_Provided material:_
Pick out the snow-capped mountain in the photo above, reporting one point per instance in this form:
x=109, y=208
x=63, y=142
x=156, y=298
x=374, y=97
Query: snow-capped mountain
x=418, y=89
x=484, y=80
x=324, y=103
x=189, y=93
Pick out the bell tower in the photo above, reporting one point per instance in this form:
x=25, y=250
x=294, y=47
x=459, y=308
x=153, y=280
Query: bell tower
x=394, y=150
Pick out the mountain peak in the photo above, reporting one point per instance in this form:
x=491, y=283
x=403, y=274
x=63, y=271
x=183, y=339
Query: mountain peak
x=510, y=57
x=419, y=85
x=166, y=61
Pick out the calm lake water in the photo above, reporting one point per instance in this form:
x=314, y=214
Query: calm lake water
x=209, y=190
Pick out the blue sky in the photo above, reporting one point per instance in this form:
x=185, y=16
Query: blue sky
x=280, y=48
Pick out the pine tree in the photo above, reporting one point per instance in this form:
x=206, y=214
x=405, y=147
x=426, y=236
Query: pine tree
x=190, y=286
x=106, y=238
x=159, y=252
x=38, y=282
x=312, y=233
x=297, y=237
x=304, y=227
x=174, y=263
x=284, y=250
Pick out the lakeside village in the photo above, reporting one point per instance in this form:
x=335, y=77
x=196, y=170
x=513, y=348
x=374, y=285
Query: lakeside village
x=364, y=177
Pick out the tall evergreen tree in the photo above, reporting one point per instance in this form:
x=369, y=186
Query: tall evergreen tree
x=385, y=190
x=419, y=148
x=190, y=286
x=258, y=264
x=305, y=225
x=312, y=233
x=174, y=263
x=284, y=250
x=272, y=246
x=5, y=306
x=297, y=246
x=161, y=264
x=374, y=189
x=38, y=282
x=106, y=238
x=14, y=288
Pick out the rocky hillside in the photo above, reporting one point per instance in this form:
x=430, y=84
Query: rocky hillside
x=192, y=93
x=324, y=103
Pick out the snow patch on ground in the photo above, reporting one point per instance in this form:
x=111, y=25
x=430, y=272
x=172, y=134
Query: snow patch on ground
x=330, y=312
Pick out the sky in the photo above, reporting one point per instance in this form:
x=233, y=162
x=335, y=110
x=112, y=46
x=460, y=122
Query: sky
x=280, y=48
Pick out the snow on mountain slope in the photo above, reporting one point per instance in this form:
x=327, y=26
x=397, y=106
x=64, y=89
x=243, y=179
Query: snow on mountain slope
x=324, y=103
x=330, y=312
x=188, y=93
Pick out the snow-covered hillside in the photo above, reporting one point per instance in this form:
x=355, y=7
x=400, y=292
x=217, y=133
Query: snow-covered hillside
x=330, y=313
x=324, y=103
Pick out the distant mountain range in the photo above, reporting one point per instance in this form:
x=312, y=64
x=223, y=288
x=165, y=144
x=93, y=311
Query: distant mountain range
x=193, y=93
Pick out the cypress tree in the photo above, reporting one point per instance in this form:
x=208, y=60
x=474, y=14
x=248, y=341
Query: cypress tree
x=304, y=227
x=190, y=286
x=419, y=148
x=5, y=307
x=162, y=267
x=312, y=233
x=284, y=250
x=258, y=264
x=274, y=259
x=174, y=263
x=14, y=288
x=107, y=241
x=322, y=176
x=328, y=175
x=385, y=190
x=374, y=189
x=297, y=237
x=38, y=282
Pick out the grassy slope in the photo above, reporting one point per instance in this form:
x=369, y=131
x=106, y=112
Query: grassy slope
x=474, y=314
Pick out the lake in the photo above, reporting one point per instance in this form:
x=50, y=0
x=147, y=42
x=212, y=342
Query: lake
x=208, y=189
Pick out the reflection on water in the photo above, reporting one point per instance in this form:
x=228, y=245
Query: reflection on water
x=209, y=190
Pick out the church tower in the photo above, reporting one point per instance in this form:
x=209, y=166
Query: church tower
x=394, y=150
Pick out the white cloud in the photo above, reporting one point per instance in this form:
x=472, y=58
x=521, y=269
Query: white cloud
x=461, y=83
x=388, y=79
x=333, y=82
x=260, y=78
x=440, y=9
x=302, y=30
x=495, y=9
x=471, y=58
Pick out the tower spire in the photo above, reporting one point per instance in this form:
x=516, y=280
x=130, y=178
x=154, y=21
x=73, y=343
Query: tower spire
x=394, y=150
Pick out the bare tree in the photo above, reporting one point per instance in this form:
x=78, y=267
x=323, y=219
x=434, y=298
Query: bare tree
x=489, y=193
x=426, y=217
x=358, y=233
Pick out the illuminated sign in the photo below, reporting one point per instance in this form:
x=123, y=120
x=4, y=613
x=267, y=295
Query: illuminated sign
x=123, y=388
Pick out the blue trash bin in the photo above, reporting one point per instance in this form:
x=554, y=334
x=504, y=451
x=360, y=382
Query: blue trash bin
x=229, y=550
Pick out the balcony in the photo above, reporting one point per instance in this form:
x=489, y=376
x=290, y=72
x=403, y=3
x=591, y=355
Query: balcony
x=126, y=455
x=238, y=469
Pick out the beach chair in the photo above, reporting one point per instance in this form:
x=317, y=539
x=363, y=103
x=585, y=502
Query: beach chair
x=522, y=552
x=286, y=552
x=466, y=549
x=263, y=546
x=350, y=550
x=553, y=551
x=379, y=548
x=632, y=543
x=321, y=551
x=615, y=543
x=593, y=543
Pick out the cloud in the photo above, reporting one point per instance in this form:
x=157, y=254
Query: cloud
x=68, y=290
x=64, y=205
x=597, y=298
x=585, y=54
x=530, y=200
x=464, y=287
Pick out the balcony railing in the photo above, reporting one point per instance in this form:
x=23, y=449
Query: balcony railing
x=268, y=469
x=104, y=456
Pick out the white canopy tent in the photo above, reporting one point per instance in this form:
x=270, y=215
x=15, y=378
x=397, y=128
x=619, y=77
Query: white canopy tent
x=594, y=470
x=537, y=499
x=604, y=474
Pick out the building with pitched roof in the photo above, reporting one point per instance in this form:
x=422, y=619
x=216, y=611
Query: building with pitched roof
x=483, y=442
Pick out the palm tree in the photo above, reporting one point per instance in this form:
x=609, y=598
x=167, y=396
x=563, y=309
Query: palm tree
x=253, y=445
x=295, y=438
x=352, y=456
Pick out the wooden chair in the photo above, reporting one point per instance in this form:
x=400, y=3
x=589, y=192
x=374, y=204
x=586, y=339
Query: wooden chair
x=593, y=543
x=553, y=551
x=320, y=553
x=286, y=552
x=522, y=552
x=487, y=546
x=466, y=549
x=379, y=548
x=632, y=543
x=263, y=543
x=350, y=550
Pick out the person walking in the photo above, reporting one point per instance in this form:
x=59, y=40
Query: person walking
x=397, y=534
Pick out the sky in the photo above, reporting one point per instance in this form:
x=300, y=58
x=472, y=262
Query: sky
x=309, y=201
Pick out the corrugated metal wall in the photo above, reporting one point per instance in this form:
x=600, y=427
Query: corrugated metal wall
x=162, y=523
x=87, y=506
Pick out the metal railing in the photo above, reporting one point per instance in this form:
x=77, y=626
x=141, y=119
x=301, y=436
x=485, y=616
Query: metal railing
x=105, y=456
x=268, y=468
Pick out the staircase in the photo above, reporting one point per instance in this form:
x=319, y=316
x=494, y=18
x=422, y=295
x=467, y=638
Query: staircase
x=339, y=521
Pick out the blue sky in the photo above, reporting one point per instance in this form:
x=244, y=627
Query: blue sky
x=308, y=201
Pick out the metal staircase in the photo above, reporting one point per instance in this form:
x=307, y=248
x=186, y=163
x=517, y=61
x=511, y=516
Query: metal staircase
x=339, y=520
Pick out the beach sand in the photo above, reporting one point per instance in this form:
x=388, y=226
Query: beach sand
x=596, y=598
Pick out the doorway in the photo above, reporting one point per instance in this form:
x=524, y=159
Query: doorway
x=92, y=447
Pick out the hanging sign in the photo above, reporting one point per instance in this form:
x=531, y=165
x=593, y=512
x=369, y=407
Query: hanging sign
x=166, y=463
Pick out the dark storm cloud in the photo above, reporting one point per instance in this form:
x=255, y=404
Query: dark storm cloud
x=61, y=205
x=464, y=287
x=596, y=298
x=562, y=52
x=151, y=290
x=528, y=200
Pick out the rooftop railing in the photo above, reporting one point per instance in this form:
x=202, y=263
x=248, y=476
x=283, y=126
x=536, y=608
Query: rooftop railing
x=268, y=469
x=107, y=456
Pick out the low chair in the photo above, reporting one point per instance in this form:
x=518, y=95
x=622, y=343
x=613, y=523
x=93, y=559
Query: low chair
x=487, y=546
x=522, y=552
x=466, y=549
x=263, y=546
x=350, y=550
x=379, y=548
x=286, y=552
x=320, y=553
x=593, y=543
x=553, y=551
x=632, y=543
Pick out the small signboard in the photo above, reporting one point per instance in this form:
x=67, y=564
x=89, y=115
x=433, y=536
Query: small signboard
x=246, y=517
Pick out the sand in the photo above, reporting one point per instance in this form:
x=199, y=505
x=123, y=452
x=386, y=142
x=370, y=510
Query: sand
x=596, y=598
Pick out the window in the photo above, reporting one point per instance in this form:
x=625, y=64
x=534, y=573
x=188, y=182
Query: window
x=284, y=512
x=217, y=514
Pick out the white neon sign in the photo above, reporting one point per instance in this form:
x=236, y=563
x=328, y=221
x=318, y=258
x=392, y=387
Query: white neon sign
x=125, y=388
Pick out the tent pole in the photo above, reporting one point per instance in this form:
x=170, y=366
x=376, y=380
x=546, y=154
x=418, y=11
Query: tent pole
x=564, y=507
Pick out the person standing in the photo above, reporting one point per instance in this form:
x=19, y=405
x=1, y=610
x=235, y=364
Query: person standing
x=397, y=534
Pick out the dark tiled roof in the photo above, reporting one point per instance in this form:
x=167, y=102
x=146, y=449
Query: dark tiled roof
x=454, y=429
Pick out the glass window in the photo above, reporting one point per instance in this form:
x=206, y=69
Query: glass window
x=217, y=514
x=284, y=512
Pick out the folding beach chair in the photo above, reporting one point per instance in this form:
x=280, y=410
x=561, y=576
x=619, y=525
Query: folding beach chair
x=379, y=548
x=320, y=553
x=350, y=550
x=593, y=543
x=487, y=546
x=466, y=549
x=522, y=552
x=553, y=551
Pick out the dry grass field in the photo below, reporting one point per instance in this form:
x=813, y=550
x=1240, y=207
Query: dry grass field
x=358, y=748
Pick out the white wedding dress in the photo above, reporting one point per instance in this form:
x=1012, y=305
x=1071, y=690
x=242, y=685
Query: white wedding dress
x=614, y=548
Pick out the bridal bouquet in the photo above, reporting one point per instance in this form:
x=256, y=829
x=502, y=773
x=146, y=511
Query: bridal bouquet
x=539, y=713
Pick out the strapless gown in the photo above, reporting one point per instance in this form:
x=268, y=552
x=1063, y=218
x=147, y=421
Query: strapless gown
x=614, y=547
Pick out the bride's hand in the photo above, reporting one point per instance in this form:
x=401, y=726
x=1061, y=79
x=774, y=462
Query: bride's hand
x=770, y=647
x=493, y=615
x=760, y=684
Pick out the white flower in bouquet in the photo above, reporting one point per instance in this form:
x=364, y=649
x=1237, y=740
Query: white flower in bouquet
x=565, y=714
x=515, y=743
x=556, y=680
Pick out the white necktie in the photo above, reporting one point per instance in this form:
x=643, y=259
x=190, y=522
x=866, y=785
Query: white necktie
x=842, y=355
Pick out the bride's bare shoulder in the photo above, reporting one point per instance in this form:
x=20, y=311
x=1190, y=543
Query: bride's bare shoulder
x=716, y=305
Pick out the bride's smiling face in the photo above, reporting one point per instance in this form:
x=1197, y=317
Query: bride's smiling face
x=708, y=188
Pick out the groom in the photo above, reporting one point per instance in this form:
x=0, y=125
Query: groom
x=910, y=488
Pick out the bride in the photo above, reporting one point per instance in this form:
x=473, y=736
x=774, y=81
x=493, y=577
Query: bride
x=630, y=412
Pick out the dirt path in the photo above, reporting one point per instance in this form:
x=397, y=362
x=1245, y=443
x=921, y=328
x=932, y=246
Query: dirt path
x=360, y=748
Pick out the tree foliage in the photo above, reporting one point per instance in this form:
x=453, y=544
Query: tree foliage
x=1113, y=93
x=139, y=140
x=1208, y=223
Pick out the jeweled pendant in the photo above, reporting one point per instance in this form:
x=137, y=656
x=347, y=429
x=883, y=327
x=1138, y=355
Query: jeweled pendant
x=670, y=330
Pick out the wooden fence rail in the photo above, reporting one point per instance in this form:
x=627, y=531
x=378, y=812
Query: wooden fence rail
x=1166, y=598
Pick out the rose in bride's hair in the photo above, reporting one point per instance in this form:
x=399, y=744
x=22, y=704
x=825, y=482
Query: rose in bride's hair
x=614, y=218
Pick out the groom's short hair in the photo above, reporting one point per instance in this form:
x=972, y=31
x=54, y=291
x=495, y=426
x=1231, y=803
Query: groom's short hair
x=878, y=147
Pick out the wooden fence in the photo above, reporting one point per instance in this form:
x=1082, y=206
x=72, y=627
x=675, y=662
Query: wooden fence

_Exercise prompt:_ Arrange everything in the listing from the line containing "Pick out the illuminated" down to the line containing "x=238, y=469", both included, as a Markdown table with the columns Row and Entry. Put a running row number under Row and each line's text under Entry, and leave out any blank lines.

_Response to this task:_
| Row | Entry |
|---|---|
| 1 | Pick out the illuminated sign in the photo below, reporting one point per instance in this form: |
| 2 | x=123, y=120 |
| 3 | x=4, y=613 |
| 4 | x=267, y=295 |
| 5 | Query: illuminated sign |
| 6 | x=123, y=388 |
| 7 | Pick out the blue trash bin in the photo above, reporting one point per instance in this form: |
| 8 | x=554, y=334 |
| 9 | x=504, y=451 |
| 10 | x=360, y=382 |
| 11 | Query: blue trash bin |
| 12 | x=229, y=550 |
| 13 | Pick out the balcony in the photo above, reporting one point per instance in this form: |
| 14 | x=489, y=376 |
| 15 | x=290, y=72 |
| 16 | x=403, y=3 |
| 17 | x=591, y=355 |
| 18 | Query: balcony |
| 19 | x=126, y=455 |
| 20 | x=238, y=469 |